» **PROBLEMS TO SOLVE**
A – Reproduce the part of the Avro timestamp thread below that opens with the words containing "Re: [DISCUSS] Support" and closes with "option #3 soon.".
B – Translate this sentence from the Avro timestamp thread below into Spanish: "As part of this effort, on disk file formats should be able to support all of these semantics."

» **TEXT SECTION**
You are viewing a plain text version of this content. The canonical link for it is here.
Posted to dev@avro.apache.org by Nandor Kollar <nk...@cloudera.com.INVALID> on 2019/04/17 07:43:55 UTC

[DISCUSS] Support additional timestamp semantic

Hi all,

There is an ongoing effort to harmonize timestamp types for various popular
SQL engines for Hadoop (see details here
<https://docs.google.com/document/d/1E-7miCh4qK6Mg54b-Dh5VOyhGX8V4xdMXKIHJL36a9U/edit#>).
As part of this effort, on disk file formats should be able to support all
of these semantics. Avro timestamp logical type supports only one semantic:
UTC normalized. I put together a simple design doc an two POCs which
introduce additional local date/time semantics into Avro. Here is the
design doc:
https://docs.google.com/document/d/1rLmb4-6G8LHBwHUU2P_8gE1o3lvMV0gSitnmiXXmlWY/edit?usp=sharing

What are the thoughts on this? Please have a look at the POCs, and feel
free to comment the design doc!

Thanks,
Nandor

Re: [DISCUSS] Support additional timestamp semantic

Posted by Nandor Kollar <nk...@cloudera.com.INVALID>.
Great, thanks Ryan and Zoltan for your feedback! As the next step, I go
ahead and open a PR for review with option #3 soon.

On Thu, May 2, 2019 at 3:30 PM Zoltan Ivanfi <zi...@cloudera.com.invalid>
wrote:

> Hi,
>
> I also vote for the 3rd option (two new logical types:
> ‘local-timestamp-millis’ and ‘local-timestamp-micros’).
>
> Could you please create a JIRA for this task and send a link to it to
> this e-mail thread for everyone interested in the topic?
>
> Thanks,
>
> Zoltan
>
> On Tue, Apr 23, 2019 at 1:49 PM Ryan Skraba <ry...@skraba.com> wrote:
> >
> > Hello!  I read the document with interest.  Very well-written and clean
> --
> > I feel better equipped to explain the importance of the different
> flavours
> > of date/time after reading it.
> >
> > I didn't go through the POC code in detail, but I did go through a bunch
> of
> > our code to check how the proposed implementations would affect us (to
> > provide a single, anecdotal data point).  We currently use Avro to
> > represent hierachical data internally as it passes through a
> transformation
> > pipeline running on a cluster.  We mostly rely on generic data.  The
> input
> > or output might already be in Avro (file or binary message format), but
> it
> > isn't necessary.  We do the schema inference and conversion on non-Avro
> > when required.
> >
> > For us, it looks like both option#2 and option#3 should be more-or-less
> > safe.  If we don't recognize a logical type, we'll just fall back on the
> > underlying Avro type, and even propagate the unknown logical type down
> the
> > pipeline if we can.
> >
> > Specifically, the bold proposal (option#2) for a new, unified logical
> type
> > would mostly work without code modification on our part.  There's one or
> > two places where we'd lose some helpful features where the semantic
> > date/time type is taken into account, until we did the necessary
> rewrites.

» **DATA LISTING**
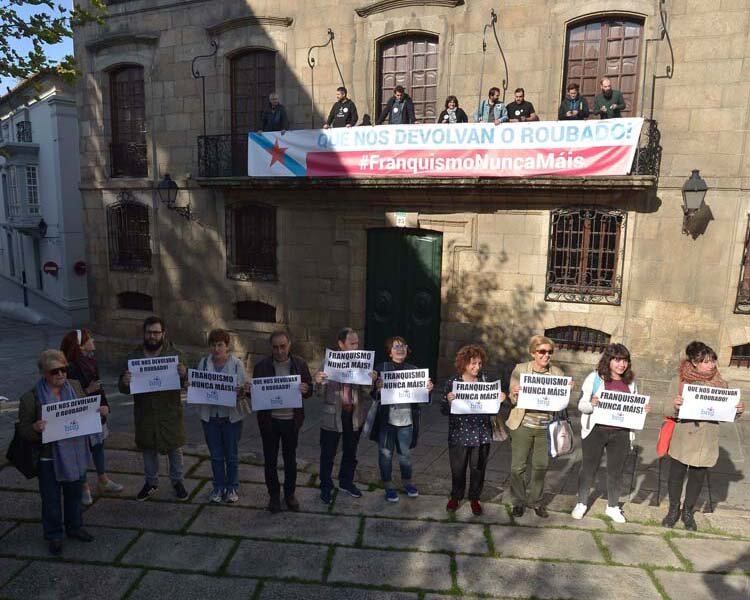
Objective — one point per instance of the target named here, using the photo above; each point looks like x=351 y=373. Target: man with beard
x=609 y=103
x=159 y=428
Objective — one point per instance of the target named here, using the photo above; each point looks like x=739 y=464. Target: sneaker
x=146 y=492
x=352 y=490
x=579 y=510
x=110 y=487
x=614 y=513
x=179 y=491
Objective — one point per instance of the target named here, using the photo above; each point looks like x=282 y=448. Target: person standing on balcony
x=399 y=110
x=343 y=112
x=273 y=117
x=610 y=103
x=574 y=106
x=492 y=110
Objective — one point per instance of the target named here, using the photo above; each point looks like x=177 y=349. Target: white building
x=42 y=246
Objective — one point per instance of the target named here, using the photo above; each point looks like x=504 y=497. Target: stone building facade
x=476 y=260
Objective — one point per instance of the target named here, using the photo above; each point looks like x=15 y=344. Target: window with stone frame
x=128 y=151
x=129 y=235
x=251 y=242
x=410 y=60
x=585 y=256
x=608 y=46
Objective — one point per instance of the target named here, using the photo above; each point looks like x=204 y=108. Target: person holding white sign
x=222 y=425
x=280 y=426
x=344 y=412
x=469 y=435
x=159 y=425
x=62 y=464
x=613 y=373
x=396 y=426
x=528 y=433
x=694 y=446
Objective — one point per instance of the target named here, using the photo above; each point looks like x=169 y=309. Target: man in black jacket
x=281 y=426
x=343 y=112
x=399 y=110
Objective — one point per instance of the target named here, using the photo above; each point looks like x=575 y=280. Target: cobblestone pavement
x=366 y=548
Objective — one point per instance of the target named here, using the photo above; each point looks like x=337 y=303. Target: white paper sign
x=349 y=366
x=404 y=387
x=544 y=392
x=476 y=398
x=702 y=403
x=268 y=393
x=620 y=409
x=153 y=374
x=210 y=387
x=71 y=418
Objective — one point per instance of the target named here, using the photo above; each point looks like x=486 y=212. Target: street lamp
x=693 y=198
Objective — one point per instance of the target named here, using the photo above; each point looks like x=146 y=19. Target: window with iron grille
x=253 y=310
x=251 y=242
x=585 y=256
x=129 y=235
x=742 y=302
x=32 y=191
x=740 y=356
x=135 y=301
x=572 y=337
x=128 y=154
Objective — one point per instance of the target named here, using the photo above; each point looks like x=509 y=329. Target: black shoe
x=55 y=547
x=146 y=492
x=274 y=505
x=672 y=516
x=179 y=491
x=688 y=520
x=81 y=535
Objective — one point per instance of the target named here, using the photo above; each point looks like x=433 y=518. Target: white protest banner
x=544 y=392
x=153 y=374
x=476 y=397
x=210 y=387
x=702 y=403
x=71 y=418
x=268 y=393
x=404 y=387
x=349 y=366
x=620 y=409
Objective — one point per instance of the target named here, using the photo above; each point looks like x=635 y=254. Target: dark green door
x=403 y=292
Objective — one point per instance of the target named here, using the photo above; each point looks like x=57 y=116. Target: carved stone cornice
x=249 y=21
x=384 y=5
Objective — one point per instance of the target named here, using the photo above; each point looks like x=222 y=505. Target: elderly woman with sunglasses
x=528 y=432
x=62 y=464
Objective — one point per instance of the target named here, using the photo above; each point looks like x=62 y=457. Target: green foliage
x=49 y=26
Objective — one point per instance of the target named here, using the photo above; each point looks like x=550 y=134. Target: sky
x=55 y=52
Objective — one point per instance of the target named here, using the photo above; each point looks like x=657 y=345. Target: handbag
x=24 y=455
x=559 y=435
x=665 y=436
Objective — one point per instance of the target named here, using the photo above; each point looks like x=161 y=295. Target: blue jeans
x=223 y=438
x=52 y=493
x=398 y=438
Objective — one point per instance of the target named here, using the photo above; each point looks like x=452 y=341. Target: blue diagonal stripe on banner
x=291 y=164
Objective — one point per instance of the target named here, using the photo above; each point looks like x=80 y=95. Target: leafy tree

» **PER-TASK ANSWERS**
A –
Re: [DISCUSS] Support additional timestamp semantic

Posted by Nandor Kollar <nk...@cloudera.com.INVALID>.
Great, thanks Ryan and Zoltan for your feedback! As the next step, I go
ahead and open a PR for review with option #3 soon.

B – Como parte de este esfuerzo, los formatos de archivo en disco deberían poder admitir todas estas semánticas.